## The input
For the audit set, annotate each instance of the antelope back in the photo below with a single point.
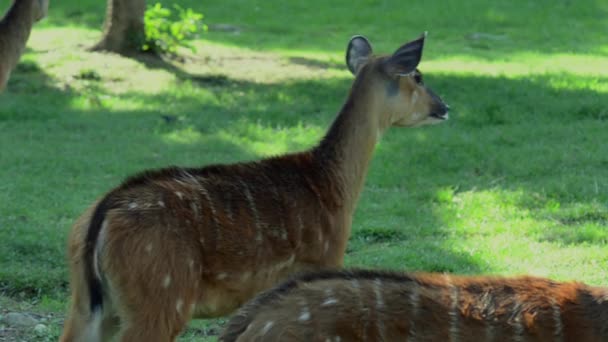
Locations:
(381, 306)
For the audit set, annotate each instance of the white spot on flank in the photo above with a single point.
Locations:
(195, 210)
(267, 327)
(167, 281)
(304, 316)
(454, 315)
(517, 323)
(178, 305)
(211, 206)
(378, 292)
(300, 223)
(415, 307)
(557, 318)
(93, 329)
(379, 307)
(329, 301)
(100, 240)
(254, 211)
(414, 97)
(487, 312)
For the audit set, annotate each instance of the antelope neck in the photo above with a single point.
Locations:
(348, 146)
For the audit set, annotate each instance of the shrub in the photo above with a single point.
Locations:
(168, 29)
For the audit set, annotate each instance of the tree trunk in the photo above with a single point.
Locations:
(123, 28)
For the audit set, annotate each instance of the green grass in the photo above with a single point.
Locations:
(516, 182)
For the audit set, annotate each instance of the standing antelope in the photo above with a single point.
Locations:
(15, 28)
(177, 243)
(372, 306)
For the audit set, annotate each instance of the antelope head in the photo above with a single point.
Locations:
(397, 90)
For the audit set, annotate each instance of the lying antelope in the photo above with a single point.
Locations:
(169, 245)
(382, 306)
(15, 30)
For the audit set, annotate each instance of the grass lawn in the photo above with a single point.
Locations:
(516, 182)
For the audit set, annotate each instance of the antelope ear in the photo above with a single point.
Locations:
(357, 53)
(406, 58)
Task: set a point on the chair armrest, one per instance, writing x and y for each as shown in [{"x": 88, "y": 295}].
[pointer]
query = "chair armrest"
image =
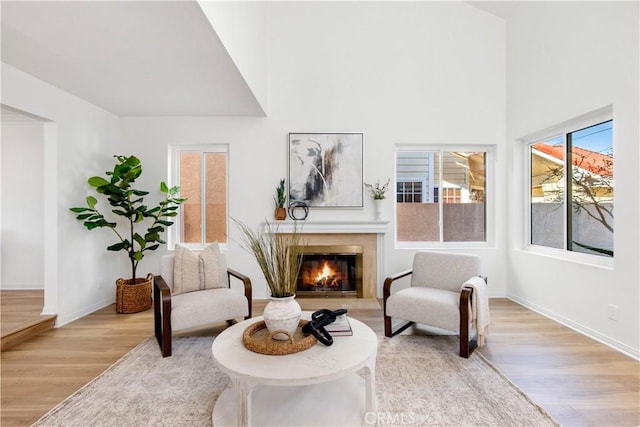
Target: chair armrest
[
  {"x": 162, "y": 314},
  {"x": 246, "y": 281},
  {"x": 386, "y": 288},
  {"x": 161, "y": 289}
]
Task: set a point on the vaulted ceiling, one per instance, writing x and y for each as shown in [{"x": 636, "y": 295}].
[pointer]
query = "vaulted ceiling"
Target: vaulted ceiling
[{"x": 132, "y": 58}]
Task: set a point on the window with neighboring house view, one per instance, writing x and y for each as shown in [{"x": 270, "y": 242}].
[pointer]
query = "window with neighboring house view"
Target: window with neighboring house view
[
  {"x": 440, "y": 195},
  {"x": 201, "y": 173},
  {"x": 571, "y": 188}
]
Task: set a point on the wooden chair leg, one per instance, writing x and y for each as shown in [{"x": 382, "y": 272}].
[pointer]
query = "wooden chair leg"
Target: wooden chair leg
[
  {"x": 387, "y": 326},
  {"x": 466, "y": 345},
  {"x": 162, "y": 315}
]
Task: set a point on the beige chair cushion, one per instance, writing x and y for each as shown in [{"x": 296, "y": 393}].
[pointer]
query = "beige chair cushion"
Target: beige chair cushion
[
  {"x": 196, "y": 309},
  {"x": 443, "y": 270},
  {"x": 186, "y": 271},
  {"x": 193, "y": 271},
  {"x": 434, "y": 307}
]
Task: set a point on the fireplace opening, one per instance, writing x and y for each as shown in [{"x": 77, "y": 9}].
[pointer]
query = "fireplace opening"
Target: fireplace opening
[{"x": 330, "y": 271}]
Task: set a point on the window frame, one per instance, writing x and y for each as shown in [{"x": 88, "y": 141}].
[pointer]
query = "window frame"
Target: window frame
[
  {"x": 560, "y": 130},
  {"x": 490, "y": 151},
  {"x": 173, "y": 157}
]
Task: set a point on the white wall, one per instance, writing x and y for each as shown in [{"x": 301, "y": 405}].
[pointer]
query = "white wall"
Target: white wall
[
  {"x": 423, "y": 72},
  {"x": 242, "y": 28},
  {"x": 565, "y": 59},
  {"x": 79, "y": 273},
  {"x": 22, "y": 206}
]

## Exercise goal
What is the number of lines in the listing above that hold "query"? Respond with that number and nothing else.

## Completed task
8